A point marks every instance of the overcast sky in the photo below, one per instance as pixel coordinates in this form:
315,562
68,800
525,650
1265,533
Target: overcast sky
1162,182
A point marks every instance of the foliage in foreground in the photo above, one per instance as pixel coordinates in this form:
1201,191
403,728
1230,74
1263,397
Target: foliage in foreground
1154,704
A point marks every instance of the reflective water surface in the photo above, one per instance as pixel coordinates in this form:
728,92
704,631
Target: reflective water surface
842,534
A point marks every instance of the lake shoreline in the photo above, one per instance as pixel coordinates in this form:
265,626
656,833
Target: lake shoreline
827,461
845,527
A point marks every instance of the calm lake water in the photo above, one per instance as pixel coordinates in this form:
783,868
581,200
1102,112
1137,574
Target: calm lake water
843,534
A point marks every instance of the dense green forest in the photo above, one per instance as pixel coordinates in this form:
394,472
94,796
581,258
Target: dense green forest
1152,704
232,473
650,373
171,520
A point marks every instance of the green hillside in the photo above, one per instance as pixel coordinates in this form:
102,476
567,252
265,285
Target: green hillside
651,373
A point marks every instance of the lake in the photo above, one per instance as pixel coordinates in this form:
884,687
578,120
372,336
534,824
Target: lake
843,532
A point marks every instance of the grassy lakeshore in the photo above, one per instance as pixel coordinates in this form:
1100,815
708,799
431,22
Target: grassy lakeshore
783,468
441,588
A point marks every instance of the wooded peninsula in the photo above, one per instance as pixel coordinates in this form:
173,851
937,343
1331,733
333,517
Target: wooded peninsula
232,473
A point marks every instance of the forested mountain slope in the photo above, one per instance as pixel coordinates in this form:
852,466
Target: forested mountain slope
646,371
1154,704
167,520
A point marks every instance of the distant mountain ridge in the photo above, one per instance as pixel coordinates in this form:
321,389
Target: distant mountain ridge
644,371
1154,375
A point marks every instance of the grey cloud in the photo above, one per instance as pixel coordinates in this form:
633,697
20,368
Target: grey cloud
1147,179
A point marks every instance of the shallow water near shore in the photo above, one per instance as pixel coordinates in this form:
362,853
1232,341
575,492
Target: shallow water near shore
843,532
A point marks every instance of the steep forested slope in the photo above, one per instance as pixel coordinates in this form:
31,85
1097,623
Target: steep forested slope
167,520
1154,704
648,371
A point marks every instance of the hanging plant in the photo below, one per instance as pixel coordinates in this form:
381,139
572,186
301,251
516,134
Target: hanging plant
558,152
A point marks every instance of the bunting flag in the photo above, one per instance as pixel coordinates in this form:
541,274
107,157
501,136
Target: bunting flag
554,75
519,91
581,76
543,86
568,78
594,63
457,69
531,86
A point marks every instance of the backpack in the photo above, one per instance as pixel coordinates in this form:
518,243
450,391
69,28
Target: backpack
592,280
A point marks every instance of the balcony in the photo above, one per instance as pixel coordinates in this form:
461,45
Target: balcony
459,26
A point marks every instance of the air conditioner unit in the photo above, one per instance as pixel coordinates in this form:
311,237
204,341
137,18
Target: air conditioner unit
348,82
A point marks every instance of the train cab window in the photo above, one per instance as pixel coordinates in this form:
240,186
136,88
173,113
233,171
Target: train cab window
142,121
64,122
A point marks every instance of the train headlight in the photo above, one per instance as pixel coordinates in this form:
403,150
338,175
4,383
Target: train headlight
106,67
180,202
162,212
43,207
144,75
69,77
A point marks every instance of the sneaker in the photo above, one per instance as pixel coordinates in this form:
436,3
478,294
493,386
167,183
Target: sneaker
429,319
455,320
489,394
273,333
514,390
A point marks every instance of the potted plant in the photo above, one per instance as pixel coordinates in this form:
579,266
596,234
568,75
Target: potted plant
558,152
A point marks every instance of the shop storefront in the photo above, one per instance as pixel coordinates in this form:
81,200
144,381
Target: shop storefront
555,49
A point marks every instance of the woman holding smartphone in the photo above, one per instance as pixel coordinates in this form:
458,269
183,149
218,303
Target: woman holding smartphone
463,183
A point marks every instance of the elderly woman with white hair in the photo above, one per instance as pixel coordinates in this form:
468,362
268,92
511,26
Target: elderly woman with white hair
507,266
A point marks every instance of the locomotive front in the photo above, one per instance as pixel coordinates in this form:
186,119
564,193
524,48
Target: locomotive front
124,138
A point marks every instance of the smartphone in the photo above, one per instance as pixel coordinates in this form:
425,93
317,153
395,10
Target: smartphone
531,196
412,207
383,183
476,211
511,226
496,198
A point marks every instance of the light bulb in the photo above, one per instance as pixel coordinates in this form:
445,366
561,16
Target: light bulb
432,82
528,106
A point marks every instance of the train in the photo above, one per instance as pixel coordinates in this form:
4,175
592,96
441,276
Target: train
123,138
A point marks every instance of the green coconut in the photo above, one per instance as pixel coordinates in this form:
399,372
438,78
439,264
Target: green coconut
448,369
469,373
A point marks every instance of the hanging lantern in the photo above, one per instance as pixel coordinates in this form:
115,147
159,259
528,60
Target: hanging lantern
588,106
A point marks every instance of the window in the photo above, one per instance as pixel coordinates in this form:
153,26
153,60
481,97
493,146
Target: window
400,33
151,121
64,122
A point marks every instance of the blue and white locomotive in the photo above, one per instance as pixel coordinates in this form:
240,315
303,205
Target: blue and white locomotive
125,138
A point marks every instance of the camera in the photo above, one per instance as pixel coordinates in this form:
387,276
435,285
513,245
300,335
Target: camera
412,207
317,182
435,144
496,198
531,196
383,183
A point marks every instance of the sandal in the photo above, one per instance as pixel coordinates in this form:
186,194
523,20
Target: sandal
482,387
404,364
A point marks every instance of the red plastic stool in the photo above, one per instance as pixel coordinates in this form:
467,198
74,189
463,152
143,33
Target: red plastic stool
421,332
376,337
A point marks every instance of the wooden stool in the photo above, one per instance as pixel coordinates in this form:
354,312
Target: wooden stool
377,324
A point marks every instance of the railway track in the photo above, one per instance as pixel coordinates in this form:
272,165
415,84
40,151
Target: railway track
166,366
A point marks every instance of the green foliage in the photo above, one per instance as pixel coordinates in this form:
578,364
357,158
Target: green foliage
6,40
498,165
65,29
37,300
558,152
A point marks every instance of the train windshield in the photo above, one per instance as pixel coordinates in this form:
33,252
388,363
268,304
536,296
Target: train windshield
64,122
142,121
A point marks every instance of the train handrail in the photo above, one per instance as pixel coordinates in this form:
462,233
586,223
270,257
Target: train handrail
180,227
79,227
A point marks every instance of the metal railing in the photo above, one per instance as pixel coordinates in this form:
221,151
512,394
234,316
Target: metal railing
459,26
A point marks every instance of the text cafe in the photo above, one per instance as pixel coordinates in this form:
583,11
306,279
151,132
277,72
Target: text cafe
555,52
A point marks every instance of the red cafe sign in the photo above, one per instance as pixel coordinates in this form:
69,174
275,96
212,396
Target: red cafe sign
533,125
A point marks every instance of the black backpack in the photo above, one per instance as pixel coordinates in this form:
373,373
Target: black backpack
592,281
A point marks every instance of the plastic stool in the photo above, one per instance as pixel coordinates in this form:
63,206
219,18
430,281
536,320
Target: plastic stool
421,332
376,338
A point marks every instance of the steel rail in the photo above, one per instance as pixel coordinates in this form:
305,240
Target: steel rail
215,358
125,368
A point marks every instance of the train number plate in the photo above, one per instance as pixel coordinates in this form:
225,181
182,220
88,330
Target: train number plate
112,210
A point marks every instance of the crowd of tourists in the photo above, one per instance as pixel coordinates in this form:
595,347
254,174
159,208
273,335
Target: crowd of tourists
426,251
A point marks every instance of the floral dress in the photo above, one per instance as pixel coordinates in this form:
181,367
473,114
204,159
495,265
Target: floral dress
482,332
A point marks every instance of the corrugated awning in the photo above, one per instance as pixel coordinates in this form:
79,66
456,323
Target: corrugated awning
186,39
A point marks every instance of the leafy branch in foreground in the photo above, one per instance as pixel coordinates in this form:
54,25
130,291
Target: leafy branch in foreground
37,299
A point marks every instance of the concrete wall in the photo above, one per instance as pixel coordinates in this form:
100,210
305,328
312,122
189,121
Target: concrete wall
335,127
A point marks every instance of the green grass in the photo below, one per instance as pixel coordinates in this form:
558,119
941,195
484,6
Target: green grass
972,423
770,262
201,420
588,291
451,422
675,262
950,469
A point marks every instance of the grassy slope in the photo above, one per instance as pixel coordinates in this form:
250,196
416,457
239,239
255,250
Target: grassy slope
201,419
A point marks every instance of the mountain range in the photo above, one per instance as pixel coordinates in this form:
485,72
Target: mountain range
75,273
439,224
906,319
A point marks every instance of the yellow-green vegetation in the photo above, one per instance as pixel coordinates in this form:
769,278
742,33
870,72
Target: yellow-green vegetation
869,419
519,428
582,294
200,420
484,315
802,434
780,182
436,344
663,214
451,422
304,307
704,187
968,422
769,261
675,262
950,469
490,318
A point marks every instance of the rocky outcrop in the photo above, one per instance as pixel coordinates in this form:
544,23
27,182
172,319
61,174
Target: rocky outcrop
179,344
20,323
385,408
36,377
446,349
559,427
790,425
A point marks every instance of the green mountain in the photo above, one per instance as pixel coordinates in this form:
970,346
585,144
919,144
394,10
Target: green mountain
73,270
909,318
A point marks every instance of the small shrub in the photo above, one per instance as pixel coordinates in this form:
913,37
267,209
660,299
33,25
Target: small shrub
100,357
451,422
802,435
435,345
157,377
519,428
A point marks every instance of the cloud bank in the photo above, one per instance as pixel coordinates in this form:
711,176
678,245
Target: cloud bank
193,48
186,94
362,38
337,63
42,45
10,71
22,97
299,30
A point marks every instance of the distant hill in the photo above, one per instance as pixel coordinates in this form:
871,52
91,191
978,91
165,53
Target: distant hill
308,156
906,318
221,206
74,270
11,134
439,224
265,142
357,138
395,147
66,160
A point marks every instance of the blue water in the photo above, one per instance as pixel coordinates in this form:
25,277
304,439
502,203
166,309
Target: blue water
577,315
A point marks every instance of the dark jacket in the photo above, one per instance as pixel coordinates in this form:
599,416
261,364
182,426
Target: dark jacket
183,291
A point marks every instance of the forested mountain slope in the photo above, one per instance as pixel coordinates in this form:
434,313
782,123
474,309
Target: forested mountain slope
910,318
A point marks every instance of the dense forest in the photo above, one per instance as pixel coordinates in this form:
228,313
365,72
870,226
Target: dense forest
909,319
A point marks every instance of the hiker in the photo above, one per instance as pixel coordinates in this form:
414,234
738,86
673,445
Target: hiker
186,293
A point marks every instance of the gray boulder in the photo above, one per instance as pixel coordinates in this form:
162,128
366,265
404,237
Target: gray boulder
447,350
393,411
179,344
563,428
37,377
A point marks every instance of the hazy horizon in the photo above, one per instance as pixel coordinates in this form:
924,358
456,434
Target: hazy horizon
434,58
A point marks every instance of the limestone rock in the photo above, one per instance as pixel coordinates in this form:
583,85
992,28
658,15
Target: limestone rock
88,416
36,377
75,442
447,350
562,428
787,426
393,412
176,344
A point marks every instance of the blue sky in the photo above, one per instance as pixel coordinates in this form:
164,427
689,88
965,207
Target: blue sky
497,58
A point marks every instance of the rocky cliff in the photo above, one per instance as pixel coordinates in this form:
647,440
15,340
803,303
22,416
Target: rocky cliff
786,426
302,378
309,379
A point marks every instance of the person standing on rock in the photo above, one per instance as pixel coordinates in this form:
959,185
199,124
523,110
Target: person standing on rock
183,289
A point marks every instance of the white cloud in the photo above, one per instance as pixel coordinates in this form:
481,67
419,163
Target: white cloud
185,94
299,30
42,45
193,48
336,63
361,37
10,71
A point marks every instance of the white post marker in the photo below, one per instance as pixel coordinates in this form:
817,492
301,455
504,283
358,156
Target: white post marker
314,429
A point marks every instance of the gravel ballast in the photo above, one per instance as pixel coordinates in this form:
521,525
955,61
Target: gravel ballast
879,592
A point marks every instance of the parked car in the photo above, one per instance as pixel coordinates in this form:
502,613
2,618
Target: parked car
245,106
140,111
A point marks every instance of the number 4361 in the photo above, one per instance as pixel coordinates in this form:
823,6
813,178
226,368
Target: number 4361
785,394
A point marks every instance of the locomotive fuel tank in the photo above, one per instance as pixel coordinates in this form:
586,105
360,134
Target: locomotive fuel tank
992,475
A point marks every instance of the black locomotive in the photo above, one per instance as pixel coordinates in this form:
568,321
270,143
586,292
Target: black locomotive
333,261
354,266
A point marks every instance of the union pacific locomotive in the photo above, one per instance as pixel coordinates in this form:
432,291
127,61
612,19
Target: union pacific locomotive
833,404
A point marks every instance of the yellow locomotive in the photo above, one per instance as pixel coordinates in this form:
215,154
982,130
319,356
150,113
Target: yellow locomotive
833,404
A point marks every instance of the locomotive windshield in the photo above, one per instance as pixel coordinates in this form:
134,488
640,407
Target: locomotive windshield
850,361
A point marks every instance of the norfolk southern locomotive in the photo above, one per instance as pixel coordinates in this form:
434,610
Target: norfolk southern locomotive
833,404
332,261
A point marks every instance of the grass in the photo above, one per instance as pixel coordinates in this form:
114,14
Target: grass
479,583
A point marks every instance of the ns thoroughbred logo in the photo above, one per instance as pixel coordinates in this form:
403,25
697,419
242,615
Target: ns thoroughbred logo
++++
WHAT IS REQUIRED
Beginning with the line that contains "A point marks every instance of the white post", repeat every line through the end of the records and nothing more.

COMPLETE ANSWER
A point marks every instance of the white post marker in the photo below, one per instance as pixel coordinates in this form:
817,492
301,455
504,283
358,156
Target: white post marker
314,429
A point marks every instance of the gravel ballast in the photo above, one per instance as pixel coordinates in this form:
521,525
955,61
Target: gravel ballast
879,592
A point marks every instance of the parked car in the photo above, one per instance as pixel coordinates in this form:
502,613
2,618
Target: parked car
245,106
140,111
A point marks every instance of the number 4361 in the photo above, one per instance as pixel coordinates in this form:
823,6
813,178
226,368
Target: number 4361
785,394
A point marks every instance of the locomotive fuel tank in the photo above, one per instance as pixel coordinates in this form:
586,105
360,134
Target: locomotive fuel tank
992,475
A point marks every instance of the black locomotive in the photo above, one per instance as pixel coordinates in this form:
568,321
270,143
586,292
Target: black locomotive
333,261
354,266
A point marks every instance of the union pacific locomotive in the photo above, one per instance as pixel coordinates in this form:
432,291
127,61
612,19
Target: union pacific locomotive
833,404
A point marks every instance of the yellow locomotive in the photo above, one per instance as pixel coordinates in this form:
215,154
982,130
319,356
150,113
Target: yellow locomotive
833,404
A point marks every instance of the locomotive windshield in the photo above, one per instance as pixel coordinates in this form:
134,488
640,407
Target: locomotive windshield
850,361
A point marks every instance of the norfolk southern locomotive in the photo above, one per instance as pixel coordinates in this form:
434,610
Target: norfolk southern locomotive
833,404
332,261
A point marks every instance of the grass in the photo above, one per instance as pixel coordinates in this form:
114,14
Target: grass
479,583
A point marks every instance of the ns thoroughbred logo in the photo above, one per instance as pixel coordinates in this form:
403,25
697,419
242,615
Target: ns thoroughbred logo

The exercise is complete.